----- SUPPLIED ENTRIES

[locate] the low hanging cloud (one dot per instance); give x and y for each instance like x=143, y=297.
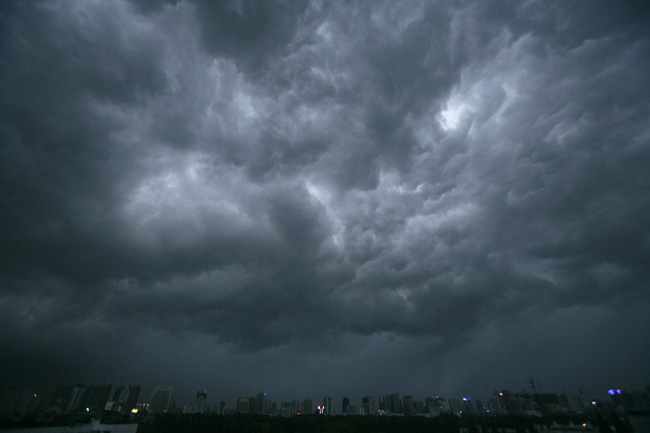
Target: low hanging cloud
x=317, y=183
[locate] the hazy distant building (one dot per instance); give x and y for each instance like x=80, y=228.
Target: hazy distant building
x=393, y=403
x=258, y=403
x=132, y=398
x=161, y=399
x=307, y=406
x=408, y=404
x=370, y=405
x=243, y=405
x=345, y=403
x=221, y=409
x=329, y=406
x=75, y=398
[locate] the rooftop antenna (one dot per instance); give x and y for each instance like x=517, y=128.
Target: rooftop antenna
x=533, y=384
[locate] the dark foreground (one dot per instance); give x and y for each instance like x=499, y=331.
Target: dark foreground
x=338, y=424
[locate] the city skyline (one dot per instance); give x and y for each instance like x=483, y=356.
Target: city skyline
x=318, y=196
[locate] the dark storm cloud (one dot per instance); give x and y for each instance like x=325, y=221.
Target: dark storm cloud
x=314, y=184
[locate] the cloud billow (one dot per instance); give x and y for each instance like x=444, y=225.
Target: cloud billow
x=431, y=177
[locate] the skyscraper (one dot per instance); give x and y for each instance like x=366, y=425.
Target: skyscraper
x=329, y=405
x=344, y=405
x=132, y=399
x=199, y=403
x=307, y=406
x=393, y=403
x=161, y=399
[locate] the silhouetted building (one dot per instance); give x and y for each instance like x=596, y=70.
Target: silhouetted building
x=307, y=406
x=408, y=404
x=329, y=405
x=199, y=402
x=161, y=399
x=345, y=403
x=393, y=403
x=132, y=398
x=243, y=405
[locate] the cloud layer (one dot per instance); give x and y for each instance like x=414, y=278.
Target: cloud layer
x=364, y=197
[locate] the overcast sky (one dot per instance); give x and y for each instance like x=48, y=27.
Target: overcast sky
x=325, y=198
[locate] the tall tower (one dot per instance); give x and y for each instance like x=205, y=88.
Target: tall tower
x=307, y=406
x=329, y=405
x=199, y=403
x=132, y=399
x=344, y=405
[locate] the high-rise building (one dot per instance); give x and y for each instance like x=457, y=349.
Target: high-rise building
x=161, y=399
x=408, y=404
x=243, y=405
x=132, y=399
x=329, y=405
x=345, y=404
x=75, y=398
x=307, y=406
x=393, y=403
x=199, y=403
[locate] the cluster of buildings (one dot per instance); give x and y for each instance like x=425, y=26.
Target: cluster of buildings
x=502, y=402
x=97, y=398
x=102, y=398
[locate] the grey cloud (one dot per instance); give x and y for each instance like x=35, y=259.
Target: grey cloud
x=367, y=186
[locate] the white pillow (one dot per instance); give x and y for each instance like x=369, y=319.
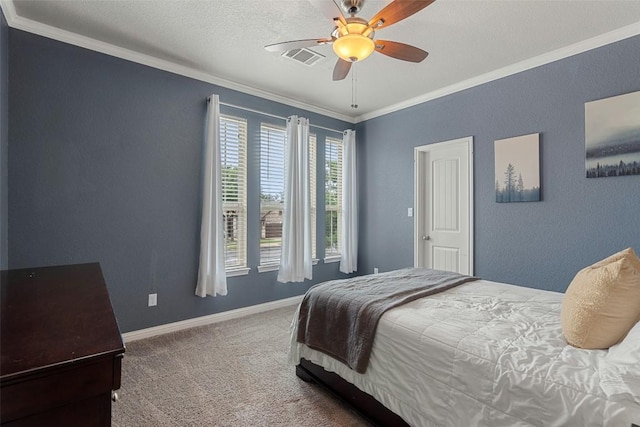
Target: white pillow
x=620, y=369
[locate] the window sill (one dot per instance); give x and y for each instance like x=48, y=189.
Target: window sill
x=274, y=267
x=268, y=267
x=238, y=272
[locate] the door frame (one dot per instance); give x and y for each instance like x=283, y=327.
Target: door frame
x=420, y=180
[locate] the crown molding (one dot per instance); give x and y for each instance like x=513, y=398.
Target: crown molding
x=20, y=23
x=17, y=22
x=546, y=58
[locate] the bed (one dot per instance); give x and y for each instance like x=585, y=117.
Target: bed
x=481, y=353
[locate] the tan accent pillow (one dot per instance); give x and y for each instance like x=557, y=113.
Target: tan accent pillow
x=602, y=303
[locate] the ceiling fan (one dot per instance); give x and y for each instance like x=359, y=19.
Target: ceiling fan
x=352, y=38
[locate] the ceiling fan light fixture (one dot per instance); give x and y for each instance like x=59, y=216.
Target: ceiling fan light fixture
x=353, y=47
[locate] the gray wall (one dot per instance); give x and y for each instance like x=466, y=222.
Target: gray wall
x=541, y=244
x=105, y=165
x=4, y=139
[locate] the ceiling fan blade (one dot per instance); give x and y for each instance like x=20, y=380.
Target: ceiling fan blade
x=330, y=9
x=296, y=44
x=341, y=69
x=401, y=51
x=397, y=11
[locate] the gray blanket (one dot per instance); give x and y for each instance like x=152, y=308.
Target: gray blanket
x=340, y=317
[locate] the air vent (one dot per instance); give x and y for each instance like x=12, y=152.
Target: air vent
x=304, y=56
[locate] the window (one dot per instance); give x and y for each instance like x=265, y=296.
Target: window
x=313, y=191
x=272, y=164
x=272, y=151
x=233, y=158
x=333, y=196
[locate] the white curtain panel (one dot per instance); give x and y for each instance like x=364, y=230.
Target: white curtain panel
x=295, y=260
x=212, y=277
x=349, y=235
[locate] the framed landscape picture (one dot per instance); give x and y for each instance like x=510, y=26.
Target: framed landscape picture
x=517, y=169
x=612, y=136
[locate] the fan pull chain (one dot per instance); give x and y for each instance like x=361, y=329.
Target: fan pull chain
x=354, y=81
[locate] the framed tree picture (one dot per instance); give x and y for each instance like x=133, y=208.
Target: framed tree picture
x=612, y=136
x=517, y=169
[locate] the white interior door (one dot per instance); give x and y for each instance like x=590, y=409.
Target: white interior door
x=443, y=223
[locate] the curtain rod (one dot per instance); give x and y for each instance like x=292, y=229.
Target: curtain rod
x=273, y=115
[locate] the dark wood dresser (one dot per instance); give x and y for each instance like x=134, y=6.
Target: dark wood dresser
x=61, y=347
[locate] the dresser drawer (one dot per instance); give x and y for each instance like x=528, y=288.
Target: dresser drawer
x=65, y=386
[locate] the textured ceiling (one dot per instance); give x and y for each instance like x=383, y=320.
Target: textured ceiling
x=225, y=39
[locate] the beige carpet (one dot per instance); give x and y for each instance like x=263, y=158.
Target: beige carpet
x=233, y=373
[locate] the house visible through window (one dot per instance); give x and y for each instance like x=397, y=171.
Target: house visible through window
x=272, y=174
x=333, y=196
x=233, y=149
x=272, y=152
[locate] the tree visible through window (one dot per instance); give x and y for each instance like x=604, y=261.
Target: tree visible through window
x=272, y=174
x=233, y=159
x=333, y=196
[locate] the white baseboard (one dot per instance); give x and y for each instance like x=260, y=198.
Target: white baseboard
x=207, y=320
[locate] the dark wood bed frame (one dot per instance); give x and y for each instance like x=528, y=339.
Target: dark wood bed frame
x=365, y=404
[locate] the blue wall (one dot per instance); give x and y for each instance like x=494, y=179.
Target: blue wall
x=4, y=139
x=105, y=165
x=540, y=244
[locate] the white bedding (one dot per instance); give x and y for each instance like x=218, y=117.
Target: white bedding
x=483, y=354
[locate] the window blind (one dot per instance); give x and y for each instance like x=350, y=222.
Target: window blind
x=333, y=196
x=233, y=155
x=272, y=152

----------
----- SUPPLIED ENTRIES

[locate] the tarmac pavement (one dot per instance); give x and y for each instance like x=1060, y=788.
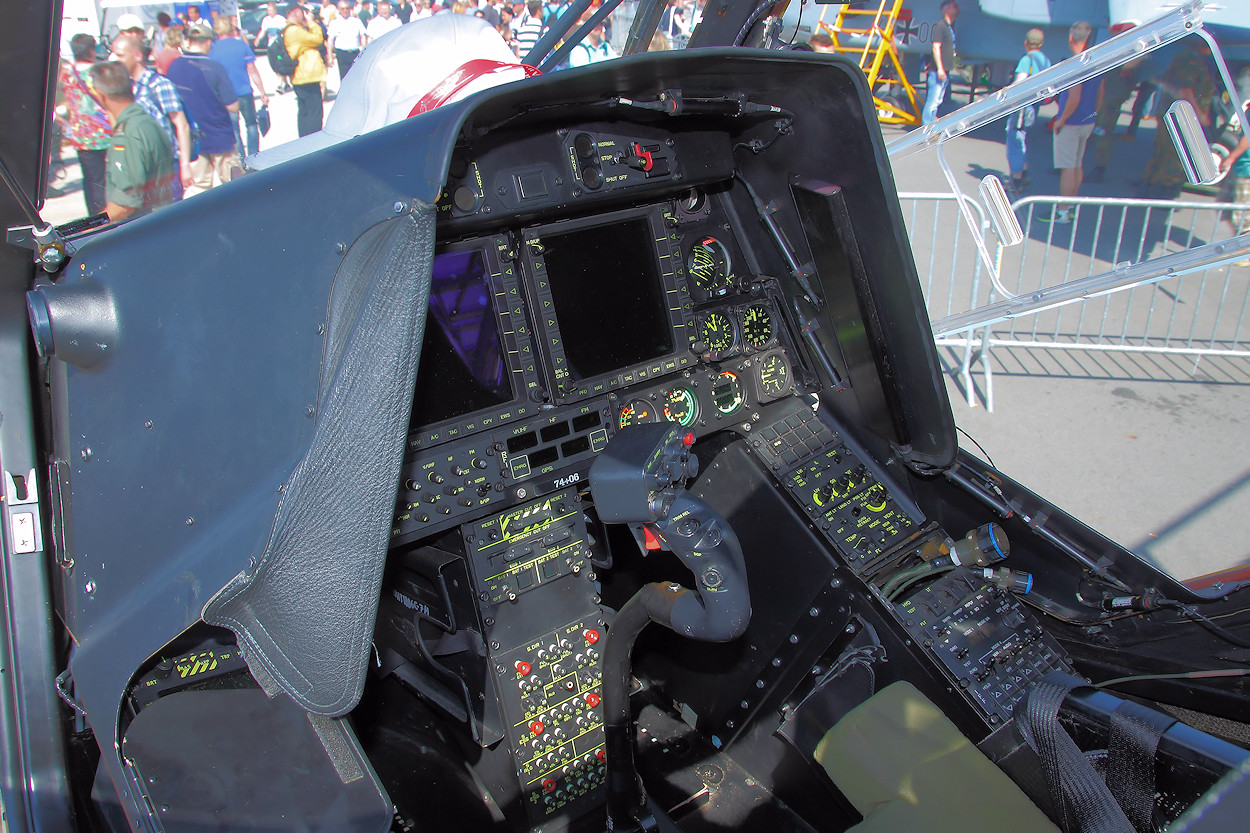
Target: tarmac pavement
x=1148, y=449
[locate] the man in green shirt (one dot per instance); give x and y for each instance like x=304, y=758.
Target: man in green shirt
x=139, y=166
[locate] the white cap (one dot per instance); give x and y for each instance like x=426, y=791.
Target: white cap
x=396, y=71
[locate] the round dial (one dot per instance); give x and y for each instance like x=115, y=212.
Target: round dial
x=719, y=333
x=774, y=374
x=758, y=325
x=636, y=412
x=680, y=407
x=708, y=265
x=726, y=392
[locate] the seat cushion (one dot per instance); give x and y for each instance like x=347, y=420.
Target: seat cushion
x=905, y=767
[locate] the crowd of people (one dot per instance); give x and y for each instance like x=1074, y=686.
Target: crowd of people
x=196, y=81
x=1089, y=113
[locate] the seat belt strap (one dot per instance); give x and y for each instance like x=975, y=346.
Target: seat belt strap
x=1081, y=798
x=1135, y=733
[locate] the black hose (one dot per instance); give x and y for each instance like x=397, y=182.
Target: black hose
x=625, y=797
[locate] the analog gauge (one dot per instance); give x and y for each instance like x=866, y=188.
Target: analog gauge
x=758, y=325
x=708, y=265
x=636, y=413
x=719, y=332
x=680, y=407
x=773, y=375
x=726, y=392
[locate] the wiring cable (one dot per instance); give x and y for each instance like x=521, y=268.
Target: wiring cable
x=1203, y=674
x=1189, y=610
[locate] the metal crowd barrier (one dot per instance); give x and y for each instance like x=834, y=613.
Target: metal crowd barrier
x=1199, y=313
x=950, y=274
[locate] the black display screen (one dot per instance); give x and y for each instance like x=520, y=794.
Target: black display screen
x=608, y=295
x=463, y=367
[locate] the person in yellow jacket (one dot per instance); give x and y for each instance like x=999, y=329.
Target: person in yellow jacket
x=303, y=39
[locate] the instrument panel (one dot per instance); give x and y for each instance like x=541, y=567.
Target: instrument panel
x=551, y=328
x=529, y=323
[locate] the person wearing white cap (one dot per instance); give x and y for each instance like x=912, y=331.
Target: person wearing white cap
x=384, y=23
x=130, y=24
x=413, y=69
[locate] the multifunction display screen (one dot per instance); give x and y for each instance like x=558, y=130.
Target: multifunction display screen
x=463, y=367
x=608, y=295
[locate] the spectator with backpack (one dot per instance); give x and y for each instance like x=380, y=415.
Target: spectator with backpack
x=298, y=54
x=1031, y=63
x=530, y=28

----------

§ EXERCISE PROMPT: Reproduce verbatim the material above, starting with the line that contains "[locate] the city" and continuing through the line that contains "x=325, y=198", including both of those lines.

§ REPLY:
[locate] the city skyline (one dot per instance); give x and y for each instance like x=483, y=356.
Target: city skyline
x=318, y=196
[locate] the dark storm cloud (one dot per instance); give x and y for each instance like x=325, y=221.
Target: dark storm cloud
x=314, y=184
[locate] the cloud billow (one dot per instance); give x and y for each instance like x=444, y=225.
Target: cloud billow
x=431, y=177
[locate] the skyscraper (one dot per instance); give x and y for each instance like x=366, y=425.
Target: skyscraper
x=329, y=405
x=344, y=405
x=132, y=399
x=199, y=403
x=307, y=406
x=393, y=403
x=161, y=399
[locate] the silhouetted building (one dot per instance); give x and y for each instance like x=596, y=70.
Target: silhouetted building
x=307, y=406
x=408, y=404
x=329, y=405
x=199, y=402
x=161, y=399
x=345, y=403
x=393, y=403
x=132, y=398
x=243, y=405
[locate] the cloud layer (one dot per instance); give x and y for each instance like x=414, y=278.
Target: cloud layer
x=364, y=197
[locate] the overcast sky (one dot per instance); give x and y for each instance like x=48, y=27.
Target: overcast sky
x=325, y=198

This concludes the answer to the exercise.